**TEXT SHOWN**.
The original builders in Southern Trails included David Weekley Homes, Trendmaker Homes, Imperial, and Trophy.

David Weekley built out all their existing lots by 2008, and then stopped operations in Southern Trails.

Trendmaker Homes built out all their existing lots by 2009, and then stopped operations in Southern Trails.

Imperial Homes filed for bankruptcy in the late summer of 2009. They stopped building in Southern Trails. Their existing lots were sold to Ashton Woods, Coventry, and Perry Homes.

Newmark Homes Houston was formed in the summer of 2009 after buying the Newmark brand name from TOUSA. TOUSA had been struggling in bankruptcy proceedings for several years, and in 2009 finally decided to close operations in Texas. Newmark Homes Houston is now a local Houston-area building company.

Trophy Homes had been a subsidiary of Newmark and was not bought when Newmark folded in Texas. As of 2010, Trophy is defunct and has no new startups in the Enclave section of Southern Trails.

In August, 2011, it was announced that the primary developer will be The Forestar Group. Forestar took over the role from Ashton Woods.

==Education==
Southern Trails is within the Alvin Independent School District. Residents are zoned to the following schools:
- York and Brothers Elementary
- Ronald E. McNair Junior High
- Shadow Creek High School

In 2009, the Alvin Independent School District purchased a 70 acre tract of land that borders Southern Trails between the Sage Meadows section and Kirby Drive. Alvin ISD has announced that a new high school will be built on the site. This construction startup will require a bond referendum to be passed by voters, so as of March 2010 there is no projected completion date for the high school.

**ITEMS**.
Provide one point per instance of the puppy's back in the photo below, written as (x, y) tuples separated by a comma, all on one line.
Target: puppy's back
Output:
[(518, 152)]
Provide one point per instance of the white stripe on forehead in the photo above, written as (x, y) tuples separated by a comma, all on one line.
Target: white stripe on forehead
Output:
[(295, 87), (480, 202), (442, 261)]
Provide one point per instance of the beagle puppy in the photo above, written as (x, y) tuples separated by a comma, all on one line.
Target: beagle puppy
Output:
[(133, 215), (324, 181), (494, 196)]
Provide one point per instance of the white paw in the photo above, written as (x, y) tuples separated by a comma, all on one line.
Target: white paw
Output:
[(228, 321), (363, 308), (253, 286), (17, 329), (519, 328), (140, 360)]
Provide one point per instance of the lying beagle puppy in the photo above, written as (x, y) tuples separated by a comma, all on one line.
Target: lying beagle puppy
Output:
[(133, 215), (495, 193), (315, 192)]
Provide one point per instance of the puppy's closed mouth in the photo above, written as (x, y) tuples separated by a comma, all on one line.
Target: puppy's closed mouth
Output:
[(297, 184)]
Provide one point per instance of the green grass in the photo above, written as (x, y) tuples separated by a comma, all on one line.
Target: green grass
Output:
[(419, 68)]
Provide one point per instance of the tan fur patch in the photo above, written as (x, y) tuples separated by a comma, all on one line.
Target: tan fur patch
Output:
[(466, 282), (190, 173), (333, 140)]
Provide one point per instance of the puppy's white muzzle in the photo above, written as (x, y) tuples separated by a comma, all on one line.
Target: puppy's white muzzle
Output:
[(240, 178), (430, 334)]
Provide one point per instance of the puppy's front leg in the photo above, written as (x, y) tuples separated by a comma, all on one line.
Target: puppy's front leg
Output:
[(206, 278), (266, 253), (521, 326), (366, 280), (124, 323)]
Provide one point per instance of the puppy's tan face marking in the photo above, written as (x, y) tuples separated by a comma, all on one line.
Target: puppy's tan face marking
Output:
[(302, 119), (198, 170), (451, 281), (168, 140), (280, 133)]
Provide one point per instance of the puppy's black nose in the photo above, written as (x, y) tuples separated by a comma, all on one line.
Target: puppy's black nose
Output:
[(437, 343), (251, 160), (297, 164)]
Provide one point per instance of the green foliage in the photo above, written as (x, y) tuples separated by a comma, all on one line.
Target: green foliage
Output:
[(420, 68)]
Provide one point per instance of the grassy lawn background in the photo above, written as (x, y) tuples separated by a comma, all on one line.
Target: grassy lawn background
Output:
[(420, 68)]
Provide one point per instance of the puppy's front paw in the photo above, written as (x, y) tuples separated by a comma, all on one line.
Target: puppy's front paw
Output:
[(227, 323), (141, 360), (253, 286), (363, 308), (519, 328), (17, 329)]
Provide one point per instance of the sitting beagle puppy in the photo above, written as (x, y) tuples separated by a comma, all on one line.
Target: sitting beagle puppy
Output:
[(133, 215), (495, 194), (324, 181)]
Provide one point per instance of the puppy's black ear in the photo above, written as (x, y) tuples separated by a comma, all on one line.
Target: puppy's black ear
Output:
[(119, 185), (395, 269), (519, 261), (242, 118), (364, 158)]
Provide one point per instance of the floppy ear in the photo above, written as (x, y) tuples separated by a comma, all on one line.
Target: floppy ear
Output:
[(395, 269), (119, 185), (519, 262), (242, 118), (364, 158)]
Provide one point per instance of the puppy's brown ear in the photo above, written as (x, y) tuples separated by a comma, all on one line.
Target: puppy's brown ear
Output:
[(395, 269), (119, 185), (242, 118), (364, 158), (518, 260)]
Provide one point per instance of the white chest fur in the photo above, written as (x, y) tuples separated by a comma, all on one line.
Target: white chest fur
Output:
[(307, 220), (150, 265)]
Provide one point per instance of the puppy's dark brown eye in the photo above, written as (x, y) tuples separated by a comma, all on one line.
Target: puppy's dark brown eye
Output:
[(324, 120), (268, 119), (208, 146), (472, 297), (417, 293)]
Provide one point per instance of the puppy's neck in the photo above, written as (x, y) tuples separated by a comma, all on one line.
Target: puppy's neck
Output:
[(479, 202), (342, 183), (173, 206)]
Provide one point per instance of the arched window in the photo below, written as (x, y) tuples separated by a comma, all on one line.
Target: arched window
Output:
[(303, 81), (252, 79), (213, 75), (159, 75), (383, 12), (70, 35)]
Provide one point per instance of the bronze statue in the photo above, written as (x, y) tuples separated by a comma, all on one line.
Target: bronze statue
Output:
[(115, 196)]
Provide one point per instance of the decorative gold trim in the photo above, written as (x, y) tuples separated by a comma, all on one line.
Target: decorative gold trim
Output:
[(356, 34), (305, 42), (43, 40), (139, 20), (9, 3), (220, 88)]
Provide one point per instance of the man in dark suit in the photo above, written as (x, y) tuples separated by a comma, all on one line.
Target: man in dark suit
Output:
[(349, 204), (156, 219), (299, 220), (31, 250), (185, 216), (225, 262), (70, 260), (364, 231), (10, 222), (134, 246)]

**TASK BRIEF**. According to the Southern Trails text, which builders bought the existing lots of Imperial Homes?

**TASK ANSWER**. Ashton Woods, Coventry, and Perry Homes.